*Quoted text*.
_ _ _ _ _ _ _

1460 Kootenay trainspotting
When Trains Ruled the Kootenays: A Short History of Railways in Southeastern British Columbia
by Terry Gainer
Victoria: Rocky Mountain Books, 2022
$25.00 / 9781771604017
Reviewed by Ron Verzuh
*
Trainspotting in the Kootenays: Did we miss the train as a better way to travel in the 21st century?
When I was a kid growing up in the Kootenays, we used to place pennies on the train track and wait for the Nelson-bound Canadian Pacific Railway diesel engine to roar past us as we hid in the nearby bushes. Trainspotting, I suppose. That’s one of the reasons this small book caught my eye. There were other reasons as well, history being one.
The best part of reading Trains is the glimpses we get of the incredible history of development in the region. None of it would have happened without William Cornelius Van Horne of the CPR, Daniel C. Corbin of the Spokane Falls and Northern (the first American railway to reach the Kootenays), and John J. Hill of the Great Northern.
These were the rival capitalist visionaries who competed to push track through impossible terrain in the 1890s to open up the commerce fed by coal, lead, zinc, precious metals and forest products. The Silver Rush in the Slocan district drove the race to build a rail system.
Wagon roads and mule trains were eventually replaced by the great iron horses that converted the Kootenays from prospectors’ backwater to a thriving commercial hub of BC. The rugged Kootenay terrain forced some miraculous engineering feats to create a network that moved products and people to Canadian centres east and west.
The rapidly increasing flow of goods and people necessitated an associated nautical creation, the grand sternwheelers, or “crow boats.” Both modest and three-decked luxury ferries plied the waters of the Kootenay and Arrow Lakes and along the vast Columbia River to smelters and markets in Spokane, Washington.

_ _ _ _ _ _ _

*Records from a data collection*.

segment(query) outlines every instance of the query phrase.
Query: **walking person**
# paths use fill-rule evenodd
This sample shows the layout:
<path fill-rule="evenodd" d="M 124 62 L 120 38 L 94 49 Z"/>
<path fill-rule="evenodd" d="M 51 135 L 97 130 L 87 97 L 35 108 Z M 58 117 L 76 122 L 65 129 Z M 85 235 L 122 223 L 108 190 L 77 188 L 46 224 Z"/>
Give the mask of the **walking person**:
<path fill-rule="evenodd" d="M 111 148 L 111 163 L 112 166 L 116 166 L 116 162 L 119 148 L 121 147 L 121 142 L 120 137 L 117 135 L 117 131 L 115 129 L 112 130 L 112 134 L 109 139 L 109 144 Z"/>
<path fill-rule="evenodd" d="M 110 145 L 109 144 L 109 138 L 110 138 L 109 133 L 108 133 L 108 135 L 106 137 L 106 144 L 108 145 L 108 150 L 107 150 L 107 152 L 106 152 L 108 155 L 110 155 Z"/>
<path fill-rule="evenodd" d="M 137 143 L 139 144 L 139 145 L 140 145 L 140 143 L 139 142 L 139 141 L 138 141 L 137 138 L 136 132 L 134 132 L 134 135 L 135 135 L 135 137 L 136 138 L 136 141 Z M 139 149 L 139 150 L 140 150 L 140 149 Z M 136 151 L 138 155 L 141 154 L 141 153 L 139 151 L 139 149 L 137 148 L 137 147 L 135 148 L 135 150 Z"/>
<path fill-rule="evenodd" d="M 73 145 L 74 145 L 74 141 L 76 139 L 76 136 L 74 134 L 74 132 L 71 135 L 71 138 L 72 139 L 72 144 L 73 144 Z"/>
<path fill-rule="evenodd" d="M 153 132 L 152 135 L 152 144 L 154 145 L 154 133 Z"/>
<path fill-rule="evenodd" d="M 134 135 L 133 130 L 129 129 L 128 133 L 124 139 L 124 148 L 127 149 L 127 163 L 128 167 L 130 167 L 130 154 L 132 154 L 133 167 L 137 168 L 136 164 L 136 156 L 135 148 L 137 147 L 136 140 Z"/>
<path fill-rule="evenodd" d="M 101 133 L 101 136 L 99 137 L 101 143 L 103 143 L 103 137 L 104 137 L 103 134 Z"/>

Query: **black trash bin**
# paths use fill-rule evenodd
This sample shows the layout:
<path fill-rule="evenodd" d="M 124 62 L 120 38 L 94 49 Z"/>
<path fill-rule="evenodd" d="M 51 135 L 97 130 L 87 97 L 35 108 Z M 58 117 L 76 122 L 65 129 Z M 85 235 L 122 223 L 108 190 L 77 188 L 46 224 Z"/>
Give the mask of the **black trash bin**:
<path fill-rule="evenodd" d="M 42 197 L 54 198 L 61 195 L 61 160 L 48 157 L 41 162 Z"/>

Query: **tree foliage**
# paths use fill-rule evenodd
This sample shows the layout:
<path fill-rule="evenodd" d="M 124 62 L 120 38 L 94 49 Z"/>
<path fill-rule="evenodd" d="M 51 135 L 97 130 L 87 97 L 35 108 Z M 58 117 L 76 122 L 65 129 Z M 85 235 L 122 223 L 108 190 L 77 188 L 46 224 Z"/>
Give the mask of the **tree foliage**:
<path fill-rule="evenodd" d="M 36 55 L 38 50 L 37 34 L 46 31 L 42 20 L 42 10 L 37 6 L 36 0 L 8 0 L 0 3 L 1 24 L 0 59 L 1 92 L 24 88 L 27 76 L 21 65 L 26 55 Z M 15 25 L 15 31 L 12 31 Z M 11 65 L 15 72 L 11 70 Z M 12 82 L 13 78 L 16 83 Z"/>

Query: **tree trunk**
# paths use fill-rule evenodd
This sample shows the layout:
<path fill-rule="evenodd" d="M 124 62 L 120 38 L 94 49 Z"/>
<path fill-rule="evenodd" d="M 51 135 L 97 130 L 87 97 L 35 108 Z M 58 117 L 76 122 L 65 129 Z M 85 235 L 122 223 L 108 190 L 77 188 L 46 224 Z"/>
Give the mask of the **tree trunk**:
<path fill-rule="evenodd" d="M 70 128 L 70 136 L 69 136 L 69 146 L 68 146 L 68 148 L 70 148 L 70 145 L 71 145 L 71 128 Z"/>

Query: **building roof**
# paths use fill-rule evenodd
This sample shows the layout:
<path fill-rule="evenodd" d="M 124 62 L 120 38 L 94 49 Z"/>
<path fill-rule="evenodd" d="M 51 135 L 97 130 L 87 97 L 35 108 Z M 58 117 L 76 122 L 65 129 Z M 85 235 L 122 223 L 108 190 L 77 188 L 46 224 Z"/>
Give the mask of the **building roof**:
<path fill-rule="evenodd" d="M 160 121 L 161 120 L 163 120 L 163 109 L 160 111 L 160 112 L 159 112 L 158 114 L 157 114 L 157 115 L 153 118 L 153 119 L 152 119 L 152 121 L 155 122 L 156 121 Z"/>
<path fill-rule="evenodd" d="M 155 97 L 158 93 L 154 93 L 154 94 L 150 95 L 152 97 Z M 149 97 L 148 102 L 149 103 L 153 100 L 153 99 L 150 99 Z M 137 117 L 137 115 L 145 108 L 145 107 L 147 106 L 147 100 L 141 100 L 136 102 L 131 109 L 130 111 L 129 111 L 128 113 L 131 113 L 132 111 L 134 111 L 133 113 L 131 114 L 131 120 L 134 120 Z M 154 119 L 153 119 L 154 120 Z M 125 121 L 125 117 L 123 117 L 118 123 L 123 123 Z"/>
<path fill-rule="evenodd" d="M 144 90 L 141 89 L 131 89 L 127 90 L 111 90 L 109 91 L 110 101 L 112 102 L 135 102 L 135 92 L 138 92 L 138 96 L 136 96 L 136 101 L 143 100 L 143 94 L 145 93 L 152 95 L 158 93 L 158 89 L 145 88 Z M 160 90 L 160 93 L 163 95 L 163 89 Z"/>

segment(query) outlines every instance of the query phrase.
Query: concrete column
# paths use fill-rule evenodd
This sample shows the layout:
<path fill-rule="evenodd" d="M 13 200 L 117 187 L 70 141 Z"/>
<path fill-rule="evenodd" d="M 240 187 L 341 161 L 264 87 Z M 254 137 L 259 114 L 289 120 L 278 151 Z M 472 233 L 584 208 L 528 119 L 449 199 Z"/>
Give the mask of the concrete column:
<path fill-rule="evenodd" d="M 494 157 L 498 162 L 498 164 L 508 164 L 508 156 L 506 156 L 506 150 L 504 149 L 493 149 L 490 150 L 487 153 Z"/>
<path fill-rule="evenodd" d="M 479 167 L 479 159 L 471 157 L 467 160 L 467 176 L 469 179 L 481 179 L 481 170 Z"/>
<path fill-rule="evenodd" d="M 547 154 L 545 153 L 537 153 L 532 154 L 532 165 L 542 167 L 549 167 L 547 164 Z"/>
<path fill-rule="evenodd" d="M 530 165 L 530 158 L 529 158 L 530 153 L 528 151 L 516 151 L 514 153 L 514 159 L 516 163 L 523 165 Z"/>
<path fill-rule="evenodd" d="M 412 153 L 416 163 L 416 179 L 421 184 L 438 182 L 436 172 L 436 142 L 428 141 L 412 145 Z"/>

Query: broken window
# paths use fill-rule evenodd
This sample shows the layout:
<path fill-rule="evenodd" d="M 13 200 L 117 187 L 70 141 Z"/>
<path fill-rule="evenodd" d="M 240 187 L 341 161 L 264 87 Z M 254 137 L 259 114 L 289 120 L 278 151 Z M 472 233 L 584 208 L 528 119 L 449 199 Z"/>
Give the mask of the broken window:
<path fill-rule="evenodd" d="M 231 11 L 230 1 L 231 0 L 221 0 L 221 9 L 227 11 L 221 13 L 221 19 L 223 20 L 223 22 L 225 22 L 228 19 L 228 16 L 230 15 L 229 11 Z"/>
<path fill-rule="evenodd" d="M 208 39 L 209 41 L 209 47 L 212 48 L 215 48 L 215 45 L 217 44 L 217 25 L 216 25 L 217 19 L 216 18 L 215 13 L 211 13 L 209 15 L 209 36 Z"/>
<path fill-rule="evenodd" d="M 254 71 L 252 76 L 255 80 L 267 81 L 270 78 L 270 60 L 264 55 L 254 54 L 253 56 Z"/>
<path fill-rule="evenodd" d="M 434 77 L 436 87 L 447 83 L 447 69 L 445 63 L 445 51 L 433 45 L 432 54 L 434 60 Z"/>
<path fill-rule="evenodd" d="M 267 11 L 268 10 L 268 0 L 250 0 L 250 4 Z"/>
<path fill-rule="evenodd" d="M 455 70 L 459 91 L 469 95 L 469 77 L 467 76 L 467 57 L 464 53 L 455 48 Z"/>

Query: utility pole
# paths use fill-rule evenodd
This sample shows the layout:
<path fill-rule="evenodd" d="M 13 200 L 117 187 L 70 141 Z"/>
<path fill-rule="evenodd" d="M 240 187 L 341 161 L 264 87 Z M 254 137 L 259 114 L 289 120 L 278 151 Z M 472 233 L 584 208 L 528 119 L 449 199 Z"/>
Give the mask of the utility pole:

_ _ _ _ _ _ _

*What this exercise asks*.
A. Answer these questions from the review:
(i) Which railway was the first American railway to reach the Kootenays?
(ii) What drove the race to build a rail system?
(iii) Along the Columbia River, where did the ferries travel?
B. Turn the paragraph of the review that begins "These were the rival capitalist visionaries" into a short bulleted list that keeps its main facts.
The material has no connection to the review.

*Exercise answers*.
A.
(i) The Spokane Falls and Northern.
(ii) The Silver Rush in the Slocan district.
(iii) To smelters and markets in Spokane, Washington.

B.
- Rival capitalist visionaries competed in the 1890s to push track through impossible terrain.
- Their goal was to open up commerce fed by coal, lead, zinc, precious metals and forest products.
- The Silver Rush in the Slocan district drove the race to build a rail system.